#### Work instructions
Read through the material below and find each line that has the word "loose"; copy it.

#### Exercise data
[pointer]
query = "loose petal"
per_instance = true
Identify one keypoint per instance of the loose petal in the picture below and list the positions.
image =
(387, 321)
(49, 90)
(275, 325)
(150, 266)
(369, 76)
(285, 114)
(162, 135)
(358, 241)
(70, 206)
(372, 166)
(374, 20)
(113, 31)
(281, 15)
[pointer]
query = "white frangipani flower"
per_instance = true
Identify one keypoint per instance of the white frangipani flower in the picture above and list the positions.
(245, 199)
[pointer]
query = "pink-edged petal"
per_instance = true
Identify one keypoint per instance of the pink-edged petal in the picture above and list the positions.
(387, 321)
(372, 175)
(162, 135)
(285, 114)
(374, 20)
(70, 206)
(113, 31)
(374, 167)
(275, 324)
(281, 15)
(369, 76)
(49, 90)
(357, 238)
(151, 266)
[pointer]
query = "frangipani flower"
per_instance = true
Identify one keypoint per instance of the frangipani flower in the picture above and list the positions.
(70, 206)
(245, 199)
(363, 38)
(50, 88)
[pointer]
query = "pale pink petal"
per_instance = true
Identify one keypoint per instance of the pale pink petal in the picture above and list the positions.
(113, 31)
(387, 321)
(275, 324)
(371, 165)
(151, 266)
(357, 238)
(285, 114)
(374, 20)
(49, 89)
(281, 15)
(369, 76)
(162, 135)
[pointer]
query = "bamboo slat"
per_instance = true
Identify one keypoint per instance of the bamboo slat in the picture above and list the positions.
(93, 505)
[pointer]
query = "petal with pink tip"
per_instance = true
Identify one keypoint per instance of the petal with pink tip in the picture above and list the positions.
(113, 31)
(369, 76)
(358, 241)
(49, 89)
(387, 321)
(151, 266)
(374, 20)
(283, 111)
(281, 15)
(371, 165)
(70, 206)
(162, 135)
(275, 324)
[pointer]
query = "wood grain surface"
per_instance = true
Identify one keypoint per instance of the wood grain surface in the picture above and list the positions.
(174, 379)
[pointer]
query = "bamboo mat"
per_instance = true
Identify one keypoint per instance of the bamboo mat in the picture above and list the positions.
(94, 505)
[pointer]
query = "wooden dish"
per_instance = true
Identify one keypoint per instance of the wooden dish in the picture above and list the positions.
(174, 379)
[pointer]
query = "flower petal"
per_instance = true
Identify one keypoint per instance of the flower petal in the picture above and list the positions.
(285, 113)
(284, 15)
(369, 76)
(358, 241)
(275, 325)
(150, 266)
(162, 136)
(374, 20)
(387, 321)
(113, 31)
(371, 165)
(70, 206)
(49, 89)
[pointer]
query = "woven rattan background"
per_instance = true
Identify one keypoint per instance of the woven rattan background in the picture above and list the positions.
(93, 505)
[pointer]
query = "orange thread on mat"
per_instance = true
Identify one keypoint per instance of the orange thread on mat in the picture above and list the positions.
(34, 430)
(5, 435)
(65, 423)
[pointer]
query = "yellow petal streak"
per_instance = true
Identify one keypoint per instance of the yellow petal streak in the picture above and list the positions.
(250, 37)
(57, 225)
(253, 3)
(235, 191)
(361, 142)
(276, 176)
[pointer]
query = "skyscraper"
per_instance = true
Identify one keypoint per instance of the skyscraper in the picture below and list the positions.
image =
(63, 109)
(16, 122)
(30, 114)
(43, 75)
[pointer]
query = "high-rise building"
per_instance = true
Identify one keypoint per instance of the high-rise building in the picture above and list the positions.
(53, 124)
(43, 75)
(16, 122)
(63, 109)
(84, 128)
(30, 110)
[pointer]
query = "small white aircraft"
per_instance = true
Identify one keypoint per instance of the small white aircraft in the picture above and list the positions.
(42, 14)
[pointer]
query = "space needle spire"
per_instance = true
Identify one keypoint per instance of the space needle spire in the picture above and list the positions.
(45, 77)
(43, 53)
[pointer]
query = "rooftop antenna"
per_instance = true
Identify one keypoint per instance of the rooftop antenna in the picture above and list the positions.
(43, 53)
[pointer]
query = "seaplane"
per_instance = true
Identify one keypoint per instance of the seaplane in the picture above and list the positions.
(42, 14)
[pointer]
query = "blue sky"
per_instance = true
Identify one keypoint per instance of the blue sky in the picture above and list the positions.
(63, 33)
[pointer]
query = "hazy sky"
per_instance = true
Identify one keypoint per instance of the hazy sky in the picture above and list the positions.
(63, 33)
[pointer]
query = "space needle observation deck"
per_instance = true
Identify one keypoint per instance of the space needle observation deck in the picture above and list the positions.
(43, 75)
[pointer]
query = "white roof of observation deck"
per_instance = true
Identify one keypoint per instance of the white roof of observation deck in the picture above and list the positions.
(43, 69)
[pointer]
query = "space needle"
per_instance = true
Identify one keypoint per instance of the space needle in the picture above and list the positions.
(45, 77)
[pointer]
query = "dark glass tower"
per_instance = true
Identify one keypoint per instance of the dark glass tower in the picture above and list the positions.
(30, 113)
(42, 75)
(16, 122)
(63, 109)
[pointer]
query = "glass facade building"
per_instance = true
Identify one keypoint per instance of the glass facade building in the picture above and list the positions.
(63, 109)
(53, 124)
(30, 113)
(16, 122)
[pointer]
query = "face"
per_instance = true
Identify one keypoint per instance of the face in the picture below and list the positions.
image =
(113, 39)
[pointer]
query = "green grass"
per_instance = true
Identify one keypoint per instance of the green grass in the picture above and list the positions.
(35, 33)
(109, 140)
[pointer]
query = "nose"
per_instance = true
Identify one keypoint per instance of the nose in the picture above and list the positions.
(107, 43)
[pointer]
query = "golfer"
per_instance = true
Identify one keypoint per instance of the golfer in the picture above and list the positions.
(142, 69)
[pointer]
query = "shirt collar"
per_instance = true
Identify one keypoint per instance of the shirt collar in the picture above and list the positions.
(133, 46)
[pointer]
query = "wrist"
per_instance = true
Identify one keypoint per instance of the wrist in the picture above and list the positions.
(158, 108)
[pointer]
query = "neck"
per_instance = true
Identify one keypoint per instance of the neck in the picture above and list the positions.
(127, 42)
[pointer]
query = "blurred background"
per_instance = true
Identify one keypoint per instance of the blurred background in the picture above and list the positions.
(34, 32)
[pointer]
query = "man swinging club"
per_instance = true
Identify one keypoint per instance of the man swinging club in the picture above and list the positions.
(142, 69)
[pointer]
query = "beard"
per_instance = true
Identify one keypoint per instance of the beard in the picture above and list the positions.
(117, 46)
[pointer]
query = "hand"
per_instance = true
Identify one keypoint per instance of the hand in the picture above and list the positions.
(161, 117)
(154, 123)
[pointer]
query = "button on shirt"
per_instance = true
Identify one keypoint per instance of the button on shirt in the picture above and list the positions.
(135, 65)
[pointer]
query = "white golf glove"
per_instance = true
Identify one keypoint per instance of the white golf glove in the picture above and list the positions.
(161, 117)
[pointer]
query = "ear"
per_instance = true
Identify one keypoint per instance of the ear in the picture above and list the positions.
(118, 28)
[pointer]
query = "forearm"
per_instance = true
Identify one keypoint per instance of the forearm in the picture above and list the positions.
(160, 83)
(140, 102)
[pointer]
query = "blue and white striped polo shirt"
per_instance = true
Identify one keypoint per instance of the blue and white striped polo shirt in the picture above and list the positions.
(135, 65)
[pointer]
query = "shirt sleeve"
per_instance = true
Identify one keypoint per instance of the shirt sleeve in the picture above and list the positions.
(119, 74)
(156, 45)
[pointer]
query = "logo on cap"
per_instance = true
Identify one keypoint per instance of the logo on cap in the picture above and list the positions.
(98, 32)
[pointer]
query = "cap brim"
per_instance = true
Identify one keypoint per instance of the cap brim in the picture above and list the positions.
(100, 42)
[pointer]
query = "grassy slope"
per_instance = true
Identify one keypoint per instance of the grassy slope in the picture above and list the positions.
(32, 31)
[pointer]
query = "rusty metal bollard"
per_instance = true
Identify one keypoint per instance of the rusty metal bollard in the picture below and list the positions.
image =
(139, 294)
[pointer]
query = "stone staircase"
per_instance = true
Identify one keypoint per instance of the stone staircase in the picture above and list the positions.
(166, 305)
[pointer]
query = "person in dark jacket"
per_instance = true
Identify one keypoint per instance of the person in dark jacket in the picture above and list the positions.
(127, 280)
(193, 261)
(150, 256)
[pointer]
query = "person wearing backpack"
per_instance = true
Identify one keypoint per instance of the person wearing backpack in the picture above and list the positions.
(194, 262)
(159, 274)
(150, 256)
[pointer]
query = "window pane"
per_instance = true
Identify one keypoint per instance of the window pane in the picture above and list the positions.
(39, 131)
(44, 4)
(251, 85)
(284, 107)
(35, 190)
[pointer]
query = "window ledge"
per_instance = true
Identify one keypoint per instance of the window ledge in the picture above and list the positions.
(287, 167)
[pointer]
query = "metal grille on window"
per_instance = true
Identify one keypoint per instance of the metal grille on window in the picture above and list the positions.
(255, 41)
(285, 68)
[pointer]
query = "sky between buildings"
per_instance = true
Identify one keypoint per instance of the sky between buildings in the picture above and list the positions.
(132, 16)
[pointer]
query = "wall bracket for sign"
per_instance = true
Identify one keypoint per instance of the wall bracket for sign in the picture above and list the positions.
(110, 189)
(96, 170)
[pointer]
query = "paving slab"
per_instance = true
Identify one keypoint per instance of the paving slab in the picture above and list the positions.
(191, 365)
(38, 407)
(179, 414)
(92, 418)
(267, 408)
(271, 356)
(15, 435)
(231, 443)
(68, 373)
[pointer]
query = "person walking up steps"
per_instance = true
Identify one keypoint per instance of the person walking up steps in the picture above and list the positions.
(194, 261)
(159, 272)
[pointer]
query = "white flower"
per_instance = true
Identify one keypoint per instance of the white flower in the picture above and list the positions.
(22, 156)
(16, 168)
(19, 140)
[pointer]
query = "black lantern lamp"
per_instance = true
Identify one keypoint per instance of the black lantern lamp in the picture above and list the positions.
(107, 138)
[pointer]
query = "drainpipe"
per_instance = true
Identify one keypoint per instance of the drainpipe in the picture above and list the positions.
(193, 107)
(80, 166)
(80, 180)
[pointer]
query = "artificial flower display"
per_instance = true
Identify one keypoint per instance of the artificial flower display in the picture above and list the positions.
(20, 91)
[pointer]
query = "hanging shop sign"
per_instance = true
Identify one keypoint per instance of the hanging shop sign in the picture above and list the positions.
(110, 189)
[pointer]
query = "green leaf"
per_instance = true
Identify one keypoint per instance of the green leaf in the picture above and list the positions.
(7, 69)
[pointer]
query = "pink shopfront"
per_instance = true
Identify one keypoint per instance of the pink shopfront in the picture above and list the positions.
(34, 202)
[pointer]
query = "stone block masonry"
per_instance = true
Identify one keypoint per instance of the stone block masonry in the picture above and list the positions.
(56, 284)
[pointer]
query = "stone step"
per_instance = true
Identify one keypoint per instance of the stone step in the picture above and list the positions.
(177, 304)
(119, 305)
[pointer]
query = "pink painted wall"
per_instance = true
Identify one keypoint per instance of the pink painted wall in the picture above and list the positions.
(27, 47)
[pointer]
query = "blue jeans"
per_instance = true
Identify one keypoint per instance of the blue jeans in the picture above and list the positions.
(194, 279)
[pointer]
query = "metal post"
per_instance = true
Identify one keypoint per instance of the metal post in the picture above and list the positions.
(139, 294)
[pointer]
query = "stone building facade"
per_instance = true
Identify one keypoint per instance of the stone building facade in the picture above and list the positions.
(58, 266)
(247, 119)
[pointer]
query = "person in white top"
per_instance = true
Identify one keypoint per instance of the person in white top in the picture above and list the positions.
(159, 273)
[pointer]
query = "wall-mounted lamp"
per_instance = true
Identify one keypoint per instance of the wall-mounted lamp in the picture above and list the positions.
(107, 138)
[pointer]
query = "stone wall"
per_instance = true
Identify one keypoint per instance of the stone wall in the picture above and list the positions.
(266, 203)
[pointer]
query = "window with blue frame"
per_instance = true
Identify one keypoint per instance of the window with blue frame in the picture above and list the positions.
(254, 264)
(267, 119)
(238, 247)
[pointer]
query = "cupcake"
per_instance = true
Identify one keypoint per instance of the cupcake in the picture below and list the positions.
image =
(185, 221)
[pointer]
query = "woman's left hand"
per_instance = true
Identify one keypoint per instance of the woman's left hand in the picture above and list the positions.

#### Exercise output
query = "loose petal"
Identify one keypoint per instance of the loose petal in the picture below and list the positions.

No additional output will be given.